=== Records supplied ===
=====
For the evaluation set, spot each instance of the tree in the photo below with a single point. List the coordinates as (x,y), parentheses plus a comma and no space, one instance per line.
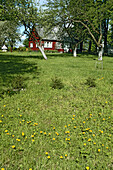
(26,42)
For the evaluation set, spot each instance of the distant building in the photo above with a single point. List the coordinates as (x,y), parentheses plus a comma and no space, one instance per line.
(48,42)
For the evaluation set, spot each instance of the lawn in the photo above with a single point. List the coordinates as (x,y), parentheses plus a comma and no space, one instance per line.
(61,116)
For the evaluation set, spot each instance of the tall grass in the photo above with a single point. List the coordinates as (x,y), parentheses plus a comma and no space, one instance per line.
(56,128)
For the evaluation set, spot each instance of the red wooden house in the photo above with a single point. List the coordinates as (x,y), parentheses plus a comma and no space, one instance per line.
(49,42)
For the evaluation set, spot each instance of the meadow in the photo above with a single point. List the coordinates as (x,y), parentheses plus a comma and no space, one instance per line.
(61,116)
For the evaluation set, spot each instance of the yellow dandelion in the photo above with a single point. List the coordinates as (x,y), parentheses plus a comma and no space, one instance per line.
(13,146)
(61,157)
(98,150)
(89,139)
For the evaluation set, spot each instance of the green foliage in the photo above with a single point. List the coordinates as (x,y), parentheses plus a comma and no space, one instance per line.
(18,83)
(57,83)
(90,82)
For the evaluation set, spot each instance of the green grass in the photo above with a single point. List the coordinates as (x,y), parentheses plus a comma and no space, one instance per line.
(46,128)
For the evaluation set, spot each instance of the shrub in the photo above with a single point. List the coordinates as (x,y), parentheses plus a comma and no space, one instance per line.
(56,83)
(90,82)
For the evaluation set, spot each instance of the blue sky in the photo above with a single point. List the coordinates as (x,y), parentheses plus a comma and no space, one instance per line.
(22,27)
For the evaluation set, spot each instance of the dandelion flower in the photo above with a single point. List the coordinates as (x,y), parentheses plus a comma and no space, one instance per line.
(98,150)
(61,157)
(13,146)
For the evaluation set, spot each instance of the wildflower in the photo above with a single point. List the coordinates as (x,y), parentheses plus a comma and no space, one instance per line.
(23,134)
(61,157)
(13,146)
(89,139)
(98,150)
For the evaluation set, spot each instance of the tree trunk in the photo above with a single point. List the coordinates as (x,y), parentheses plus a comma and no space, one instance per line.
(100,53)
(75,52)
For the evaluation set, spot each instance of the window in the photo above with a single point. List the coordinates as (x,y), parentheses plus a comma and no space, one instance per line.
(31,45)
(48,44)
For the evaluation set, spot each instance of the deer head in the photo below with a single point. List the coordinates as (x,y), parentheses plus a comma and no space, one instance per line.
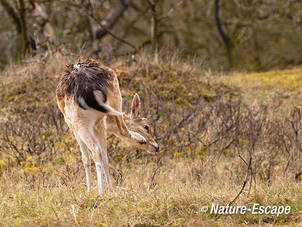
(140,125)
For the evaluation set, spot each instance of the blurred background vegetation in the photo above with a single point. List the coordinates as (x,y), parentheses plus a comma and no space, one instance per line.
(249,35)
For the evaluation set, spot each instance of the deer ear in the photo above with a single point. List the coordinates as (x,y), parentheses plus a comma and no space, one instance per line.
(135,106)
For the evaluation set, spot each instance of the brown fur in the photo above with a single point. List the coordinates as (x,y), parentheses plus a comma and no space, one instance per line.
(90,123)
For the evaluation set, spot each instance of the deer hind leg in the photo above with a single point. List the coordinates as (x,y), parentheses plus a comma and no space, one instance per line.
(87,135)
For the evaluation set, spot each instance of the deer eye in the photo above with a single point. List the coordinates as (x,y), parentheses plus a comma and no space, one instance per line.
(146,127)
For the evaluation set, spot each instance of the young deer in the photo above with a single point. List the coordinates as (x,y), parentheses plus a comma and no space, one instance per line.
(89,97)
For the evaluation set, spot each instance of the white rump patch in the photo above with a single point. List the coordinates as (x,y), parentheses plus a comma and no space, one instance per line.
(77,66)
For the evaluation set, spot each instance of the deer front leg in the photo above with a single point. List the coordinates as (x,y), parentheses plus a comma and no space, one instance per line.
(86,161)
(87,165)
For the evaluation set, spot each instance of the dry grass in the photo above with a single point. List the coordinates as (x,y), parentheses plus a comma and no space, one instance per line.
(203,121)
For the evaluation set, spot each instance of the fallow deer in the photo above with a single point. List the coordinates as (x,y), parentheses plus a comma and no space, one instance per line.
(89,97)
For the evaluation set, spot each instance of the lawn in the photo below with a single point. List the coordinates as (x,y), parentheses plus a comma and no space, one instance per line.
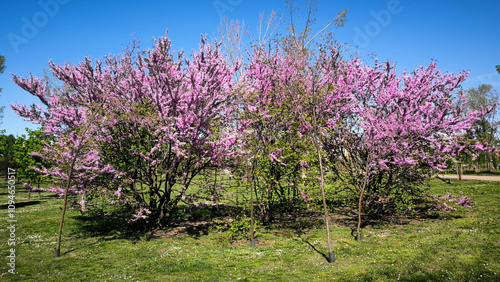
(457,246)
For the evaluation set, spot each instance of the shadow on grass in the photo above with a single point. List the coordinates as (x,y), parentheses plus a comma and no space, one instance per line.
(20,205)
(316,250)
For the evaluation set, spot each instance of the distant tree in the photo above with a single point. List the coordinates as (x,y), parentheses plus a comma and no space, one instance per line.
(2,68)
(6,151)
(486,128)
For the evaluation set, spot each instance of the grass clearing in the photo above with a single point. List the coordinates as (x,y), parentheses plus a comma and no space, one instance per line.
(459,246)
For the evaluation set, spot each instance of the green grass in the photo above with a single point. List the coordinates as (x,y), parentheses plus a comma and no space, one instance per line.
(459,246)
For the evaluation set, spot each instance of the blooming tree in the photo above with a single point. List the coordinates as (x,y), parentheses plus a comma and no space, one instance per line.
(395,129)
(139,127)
=====
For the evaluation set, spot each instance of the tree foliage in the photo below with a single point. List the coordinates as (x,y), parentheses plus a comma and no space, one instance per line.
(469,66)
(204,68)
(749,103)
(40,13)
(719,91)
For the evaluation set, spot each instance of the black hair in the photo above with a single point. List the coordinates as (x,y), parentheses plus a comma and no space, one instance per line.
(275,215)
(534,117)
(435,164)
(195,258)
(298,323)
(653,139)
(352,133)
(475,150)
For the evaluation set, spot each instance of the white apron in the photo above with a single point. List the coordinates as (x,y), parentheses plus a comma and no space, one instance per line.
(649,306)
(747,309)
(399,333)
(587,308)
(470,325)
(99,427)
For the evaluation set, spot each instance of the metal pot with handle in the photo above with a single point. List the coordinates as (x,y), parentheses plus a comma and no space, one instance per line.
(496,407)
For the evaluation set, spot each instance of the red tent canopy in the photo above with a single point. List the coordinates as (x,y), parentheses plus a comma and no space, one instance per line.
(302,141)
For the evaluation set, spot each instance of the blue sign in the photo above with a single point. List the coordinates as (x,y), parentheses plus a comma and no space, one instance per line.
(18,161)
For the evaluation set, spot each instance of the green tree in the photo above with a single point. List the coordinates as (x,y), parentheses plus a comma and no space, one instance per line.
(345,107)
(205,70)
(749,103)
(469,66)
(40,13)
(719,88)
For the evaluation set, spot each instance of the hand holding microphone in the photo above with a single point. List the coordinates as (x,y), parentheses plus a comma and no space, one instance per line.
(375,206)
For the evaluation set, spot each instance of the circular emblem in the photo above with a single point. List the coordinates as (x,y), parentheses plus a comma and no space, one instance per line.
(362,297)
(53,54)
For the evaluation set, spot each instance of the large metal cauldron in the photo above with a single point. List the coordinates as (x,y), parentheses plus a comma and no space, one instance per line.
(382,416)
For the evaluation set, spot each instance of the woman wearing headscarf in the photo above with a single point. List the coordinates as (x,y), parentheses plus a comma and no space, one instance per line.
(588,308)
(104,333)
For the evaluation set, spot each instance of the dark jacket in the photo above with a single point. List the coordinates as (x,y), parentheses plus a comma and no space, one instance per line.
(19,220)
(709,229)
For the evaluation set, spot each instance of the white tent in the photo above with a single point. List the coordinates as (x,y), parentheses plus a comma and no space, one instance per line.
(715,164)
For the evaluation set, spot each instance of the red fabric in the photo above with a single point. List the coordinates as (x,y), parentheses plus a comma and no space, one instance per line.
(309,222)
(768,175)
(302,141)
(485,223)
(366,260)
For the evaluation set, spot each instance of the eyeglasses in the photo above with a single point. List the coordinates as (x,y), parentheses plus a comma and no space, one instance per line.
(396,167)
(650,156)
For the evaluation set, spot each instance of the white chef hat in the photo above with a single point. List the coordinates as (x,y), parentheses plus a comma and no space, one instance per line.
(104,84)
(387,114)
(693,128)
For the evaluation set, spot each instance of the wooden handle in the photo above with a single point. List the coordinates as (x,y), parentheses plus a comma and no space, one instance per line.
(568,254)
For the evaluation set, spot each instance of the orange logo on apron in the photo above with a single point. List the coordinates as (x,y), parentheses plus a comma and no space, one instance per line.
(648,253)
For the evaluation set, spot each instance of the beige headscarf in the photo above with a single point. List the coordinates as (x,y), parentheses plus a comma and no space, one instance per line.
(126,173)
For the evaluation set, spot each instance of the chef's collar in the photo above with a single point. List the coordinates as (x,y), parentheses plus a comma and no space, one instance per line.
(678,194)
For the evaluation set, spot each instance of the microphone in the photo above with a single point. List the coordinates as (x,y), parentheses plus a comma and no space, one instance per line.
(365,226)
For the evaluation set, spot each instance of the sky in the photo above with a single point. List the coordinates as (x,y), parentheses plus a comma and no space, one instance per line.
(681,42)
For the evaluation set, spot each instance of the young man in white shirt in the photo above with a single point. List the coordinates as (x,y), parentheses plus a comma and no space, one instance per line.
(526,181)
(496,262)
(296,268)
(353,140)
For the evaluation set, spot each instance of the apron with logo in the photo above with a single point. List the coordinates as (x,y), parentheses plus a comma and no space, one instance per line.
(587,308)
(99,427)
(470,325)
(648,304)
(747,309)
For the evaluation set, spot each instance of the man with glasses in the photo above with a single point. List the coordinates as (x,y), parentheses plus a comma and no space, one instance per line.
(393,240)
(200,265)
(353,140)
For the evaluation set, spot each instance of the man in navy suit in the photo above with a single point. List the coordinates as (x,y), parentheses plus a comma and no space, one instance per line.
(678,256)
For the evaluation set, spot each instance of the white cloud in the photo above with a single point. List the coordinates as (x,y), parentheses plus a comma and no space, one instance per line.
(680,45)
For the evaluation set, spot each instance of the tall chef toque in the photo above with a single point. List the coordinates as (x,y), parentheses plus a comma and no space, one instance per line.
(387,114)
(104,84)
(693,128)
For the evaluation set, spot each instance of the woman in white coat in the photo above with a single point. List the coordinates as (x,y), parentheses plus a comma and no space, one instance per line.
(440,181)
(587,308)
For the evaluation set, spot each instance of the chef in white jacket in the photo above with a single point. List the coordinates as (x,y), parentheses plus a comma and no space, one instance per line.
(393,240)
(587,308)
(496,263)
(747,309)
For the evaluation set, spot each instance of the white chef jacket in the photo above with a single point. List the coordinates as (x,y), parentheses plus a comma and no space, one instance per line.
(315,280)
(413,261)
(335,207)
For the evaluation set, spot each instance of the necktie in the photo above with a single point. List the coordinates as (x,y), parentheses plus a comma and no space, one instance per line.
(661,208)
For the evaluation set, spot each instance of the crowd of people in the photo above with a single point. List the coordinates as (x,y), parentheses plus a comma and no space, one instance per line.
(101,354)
=====
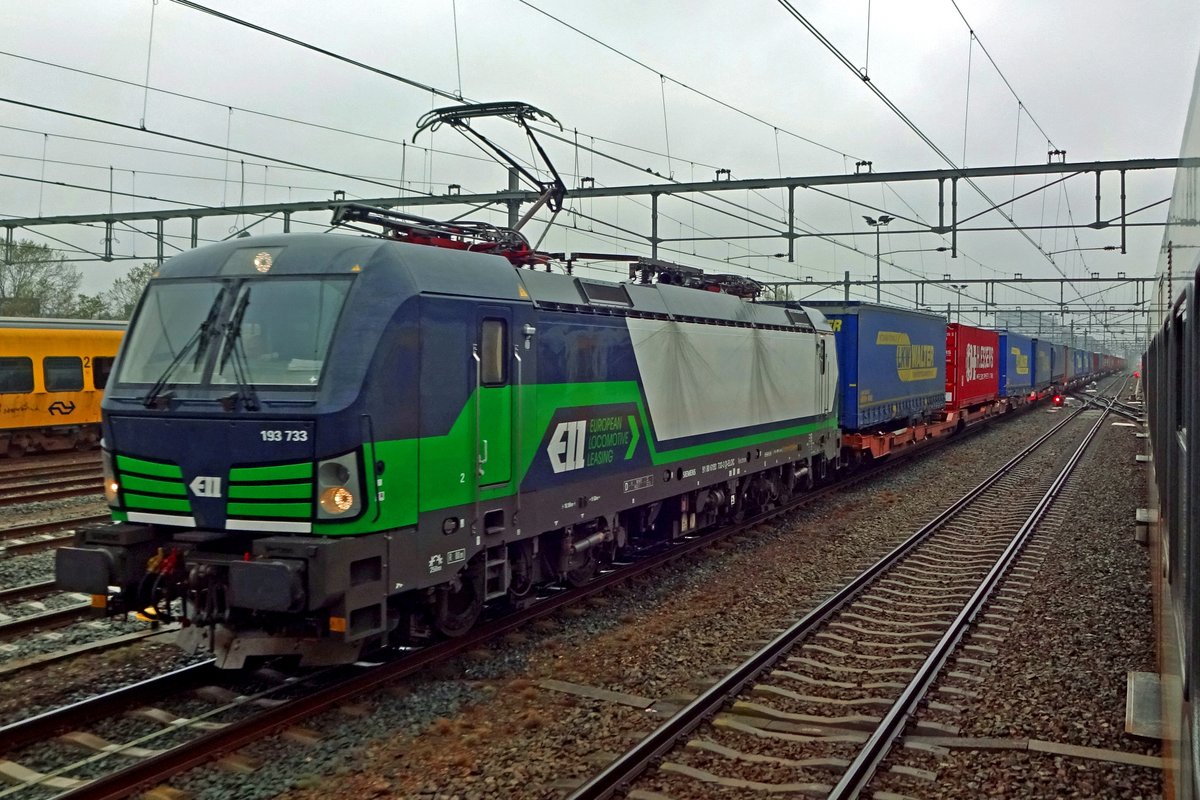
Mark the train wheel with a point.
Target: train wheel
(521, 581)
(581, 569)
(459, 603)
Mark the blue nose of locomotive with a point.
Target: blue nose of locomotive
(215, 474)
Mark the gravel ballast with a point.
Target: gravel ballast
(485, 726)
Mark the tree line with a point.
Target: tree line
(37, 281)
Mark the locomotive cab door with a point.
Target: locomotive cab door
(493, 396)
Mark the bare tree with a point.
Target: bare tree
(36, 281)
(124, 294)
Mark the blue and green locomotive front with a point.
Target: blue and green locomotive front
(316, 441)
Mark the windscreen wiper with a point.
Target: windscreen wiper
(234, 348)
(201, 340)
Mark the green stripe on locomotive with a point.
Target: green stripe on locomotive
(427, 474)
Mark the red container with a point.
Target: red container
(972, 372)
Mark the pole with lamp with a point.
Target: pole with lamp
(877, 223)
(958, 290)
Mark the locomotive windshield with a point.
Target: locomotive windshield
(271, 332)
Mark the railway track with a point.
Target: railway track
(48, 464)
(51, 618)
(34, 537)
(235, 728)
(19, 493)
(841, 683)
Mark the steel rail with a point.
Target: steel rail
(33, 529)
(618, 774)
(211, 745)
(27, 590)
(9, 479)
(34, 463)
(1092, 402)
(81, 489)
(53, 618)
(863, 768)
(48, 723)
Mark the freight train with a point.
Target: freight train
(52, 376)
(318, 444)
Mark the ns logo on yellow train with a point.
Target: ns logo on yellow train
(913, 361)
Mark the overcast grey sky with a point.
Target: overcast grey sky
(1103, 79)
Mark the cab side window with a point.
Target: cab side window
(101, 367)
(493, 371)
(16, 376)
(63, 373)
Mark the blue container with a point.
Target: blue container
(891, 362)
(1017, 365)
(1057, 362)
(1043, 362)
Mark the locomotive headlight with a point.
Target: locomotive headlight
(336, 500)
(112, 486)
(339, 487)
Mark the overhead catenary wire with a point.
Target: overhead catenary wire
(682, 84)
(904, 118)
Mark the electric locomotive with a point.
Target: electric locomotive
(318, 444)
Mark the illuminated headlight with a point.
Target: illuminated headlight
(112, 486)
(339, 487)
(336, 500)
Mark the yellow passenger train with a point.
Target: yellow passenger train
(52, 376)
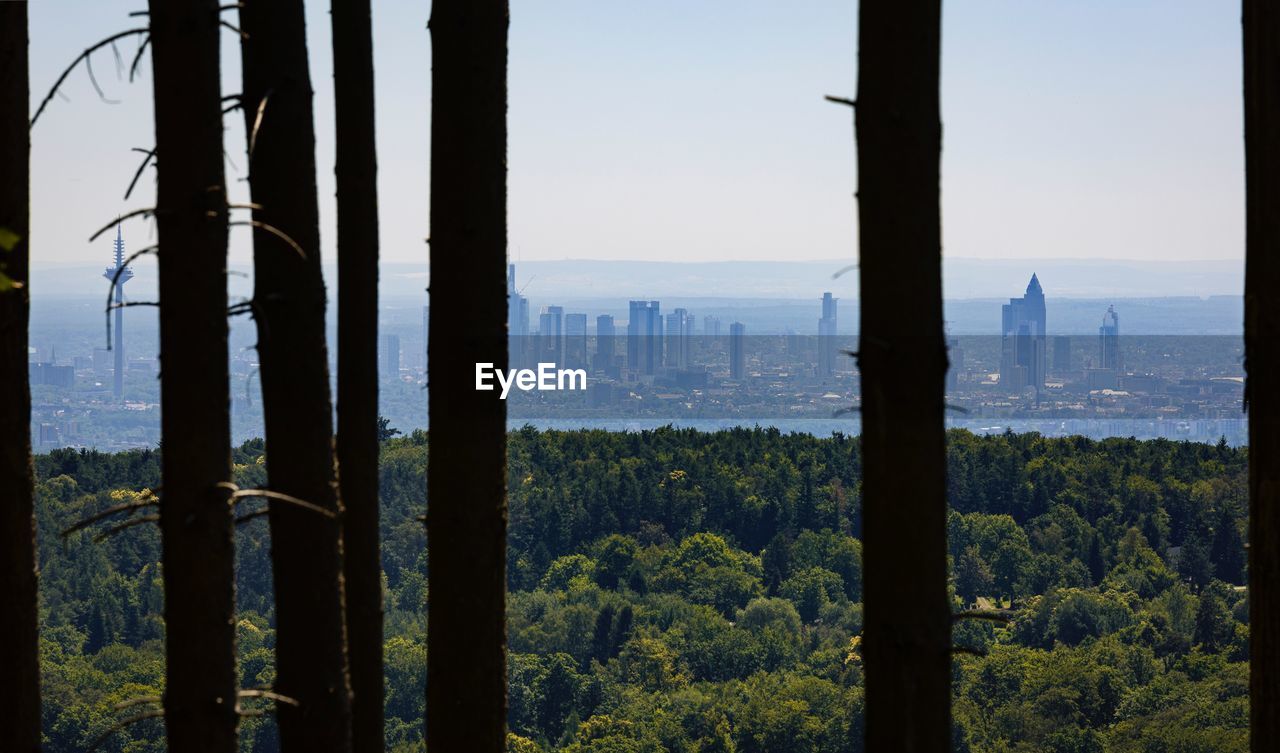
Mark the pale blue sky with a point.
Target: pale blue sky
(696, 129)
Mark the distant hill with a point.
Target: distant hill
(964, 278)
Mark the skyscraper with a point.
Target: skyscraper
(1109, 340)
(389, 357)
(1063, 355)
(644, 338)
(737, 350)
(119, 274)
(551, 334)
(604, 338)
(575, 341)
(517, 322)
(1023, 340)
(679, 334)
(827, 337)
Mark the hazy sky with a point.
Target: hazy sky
=====
=== Written task ===
Count the lines above that contain the string "wooden", with case counting, and reply with only the number.

=== Result for this task ===
2